**WRITTEN PROBLEM:** Copy out the listing from the line that has "Can you find the flower" through the line that has "x=434, y=399", swapping "blouse" for "shirt" and leaving all else unchanged.

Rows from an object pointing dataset
· · · ·

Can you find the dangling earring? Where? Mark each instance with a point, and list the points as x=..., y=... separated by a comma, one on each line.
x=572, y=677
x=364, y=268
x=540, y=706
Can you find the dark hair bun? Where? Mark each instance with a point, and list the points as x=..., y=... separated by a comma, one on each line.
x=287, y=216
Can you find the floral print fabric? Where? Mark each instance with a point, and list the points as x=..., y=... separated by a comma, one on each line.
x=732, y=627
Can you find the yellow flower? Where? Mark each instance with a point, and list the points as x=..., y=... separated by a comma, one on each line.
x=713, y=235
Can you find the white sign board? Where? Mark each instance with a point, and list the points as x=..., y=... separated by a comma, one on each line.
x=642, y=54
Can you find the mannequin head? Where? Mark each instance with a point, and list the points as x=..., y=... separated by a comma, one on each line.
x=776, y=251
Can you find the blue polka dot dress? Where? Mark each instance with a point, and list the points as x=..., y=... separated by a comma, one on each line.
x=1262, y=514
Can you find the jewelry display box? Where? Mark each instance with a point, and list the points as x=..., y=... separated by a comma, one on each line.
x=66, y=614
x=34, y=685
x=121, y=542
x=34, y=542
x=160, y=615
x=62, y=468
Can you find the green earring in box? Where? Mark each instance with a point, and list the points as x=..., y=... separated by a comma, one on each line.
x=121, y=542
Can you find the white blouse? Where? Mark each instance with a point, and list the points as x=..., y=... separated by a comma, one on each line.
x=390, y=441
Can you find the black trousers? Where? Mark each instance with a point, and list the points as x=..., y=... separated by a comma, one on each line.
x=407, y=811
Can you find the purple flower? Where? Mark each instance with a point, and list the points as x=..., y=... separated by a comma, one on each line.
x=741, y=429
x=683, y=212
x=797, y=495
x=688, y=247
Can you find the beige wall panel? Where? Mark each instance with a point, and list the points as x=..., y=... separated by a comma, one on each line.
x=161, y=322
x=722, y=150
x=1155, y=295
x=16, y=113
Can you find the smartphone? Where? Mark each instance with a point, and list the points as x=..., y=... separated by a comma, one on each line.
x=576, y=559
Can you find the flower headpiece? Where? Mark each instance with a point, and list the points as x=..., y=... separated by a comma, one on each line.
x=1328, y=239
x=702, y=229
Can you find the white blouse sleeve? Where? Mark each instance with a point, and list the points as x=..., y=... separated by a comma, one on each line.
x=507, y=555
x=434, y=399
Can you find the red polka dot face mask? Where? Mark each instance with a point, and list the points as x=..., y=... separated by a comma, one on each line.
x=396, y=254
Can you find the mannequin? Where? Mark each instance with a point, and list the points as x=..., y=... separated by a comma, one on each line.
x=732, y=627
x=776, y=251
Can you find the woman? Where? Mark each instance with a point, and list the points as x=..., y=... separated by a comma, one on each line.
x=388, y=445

· · · ·

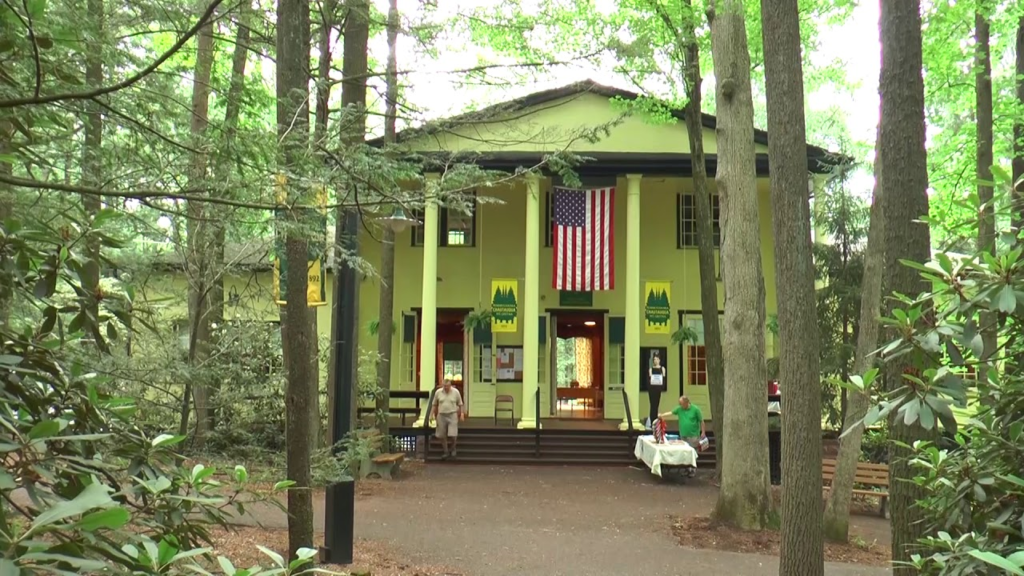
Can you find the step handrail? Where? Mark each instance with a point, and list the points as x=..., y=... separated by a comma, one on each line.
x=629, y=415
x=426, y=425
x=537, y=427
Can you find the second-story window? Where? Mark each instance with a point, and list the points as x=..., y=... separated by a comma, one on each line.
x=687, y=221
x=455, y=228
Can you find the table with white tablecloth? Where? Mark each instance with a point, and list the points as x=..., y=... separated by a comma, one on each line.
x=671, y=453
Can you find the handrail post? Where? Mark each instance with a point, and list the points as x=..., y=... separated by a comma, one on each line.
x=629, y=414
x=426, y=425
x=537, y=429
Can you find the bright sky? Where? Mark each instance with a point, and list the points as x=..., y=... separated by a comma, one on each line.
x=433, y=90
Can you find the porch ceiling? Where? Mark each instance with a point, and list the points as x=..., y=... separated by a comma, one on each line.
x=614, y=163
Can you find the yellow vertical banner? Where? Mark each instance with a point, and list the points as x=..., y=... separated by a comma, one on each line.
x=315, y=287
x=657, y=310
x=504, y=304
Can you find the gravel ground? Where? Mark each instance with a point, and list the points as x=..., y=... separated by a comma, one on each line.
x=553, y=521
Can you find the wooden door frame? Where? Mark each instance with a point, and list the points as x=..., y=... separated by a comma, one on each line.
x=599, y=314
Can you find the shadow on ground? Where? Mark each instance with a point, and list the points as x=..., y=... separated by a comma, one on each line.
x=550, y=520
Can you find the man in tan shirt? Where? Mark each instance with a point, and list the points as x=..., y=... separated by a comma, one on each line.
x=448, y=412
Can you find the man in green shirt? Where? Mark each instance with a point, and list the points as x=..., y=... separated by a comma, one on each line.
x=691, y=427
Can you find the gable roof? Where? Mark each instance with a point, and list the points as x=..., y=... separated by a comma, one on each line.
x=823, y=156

· · · ·

**TASK RESPONSE:**
Can you find the flower headpiece? Where? Mark each instance with a point, and list the points as x=..., y=... separated by a comma, one on each line.
x=1328, y=239
x=702, y=229
Can you find the white shirt sleeve? Where? Mark each instance with a point, and list the points as x=..., y=... separated by a comma, one on each line.
x=507, y=555
x=434, y=399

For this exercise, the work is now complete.